- _Fragmento_:
********

La dispersión de la poesía en mil formas heterogéneas podría inclinarnos
a construir un tipo ideal de poema. El resultado sería un monstruo o un
fantasma. La poesía no es la suma de todos los poemas. Por sí misma,
cada creación poética es una unidad autosuficiente. La parte es el todo.
Cada poema es único, irreductible e irrepetible. Y así, uno se siente
inclinado a coincidir con Ortega y Gasset: nada autoriza a señalar con
el mismo nombre a objetos tan diversos como los sonetos de Quevedo, las
fábulas de La Fontaine y el “Cántico espiritual”.
Esta diversidad se ofrece, a primera vista, como hija de la historia.

********

- _Material proporcionado_:
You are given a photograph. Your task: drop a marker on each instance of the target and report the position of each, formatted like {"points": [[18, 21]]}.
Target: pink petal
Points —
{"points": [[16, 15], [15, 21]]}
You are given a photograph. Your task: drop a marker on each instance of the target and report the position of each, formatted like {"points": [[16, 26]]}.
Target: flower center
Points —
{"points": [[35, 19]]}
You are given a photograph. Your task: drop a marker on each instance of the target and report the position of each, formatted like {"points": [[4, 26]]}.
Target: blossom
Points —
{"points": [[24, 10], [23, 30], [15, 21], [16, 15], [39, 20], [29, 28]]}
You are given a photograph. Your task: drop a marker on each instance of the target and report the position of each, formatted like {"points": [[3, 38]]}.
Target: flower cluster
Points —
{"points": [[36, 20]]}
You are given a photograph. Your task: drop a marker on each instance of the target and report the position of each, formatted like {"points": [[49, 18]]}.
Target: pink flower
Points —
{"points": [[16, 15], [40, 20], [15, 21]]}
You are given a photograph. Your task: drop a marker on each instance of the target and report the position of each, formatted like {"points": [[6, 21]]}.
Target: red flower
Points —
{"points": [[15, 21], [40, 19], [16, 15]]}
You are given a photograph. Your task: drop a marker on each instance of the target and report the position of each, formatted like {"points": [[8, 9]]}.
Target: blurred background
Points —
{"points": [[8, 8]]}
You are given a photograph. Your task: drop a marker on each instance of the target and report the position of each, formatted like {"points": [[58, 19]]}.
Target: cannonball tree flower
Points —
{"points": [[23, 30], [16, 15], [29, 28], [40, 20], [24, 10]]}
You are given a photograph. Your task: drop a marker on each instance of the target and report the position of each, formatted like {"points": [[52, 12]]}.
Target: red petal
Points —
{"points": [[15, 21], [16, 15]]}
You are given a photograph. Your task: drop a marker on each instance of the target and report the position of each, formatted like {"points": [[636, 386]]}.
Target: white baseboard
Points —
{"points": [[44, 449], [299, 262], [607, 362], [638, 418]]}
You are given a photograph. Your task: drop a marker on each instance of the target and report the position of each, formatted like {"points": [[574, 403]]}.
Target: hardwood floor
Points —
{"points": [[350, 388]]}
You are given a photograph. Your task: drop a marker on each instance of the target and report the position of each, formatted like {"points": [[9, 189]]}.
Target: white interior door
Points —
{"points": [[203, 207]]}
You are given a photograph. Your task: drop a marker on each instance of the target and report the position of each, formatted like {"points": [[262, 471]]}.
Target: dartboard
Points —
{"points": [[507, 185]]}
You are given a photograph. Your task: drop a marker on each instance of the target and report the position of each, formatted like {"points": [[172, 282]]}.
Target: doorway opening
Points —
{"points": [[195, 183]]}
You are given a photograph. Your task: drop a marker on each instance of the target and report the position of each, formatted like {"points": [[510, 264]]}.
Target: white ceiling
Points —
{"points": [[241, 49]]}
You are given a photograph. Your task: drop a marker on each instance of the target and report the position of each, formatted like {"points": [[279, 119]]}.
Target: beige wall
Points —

********

- _Tareas_:
1: En el fragmento sobre la poesía, ¿qué resultaría de construir un tipo ideal de poema?
2: Devuelve, copiado literalmente, el pasaje del fragmento sobre la poesía que se abre con las palabras que contienen "Cada poema es" y se cierra con "de la historia.".
3: Indica si cada afirmación concuerda con el fragmento sobre la poesía; responde sí o no y cita literalmente las palabras que lo deciden. (a) La poesía es la suma de todos los poemas. (b) Cada poema es único e irrepetible. (c) A primera vista, la diversidad de la poesía parece hija de la historia.
Los ítems no hacen falta para resolver nada.

- _Las soluciones_:
1: Un monstruo o un fantasma.

2:
Cada poema es único, irreductible e irrepetible. Y así, uno se siente
inclinado a coincidir con Ortega y Gasset: nada autoriza a señalar con
el mismo nombre a objetos tan diversos como los sonetos de Quevedo, las
fábulas de La Fontaine y el “Cántico espiritual”.
Esta diversidad se ofrece, a primera vista, como hija de la historia.

3:
(a) No: "La poesía no es la suma de todos los poemas."
(b) Sí: "Cada poema es único, irreductible e irrepetible."
(c) Sí: "Esta diversidad se ofrece, a primera vista, como hija de la historia."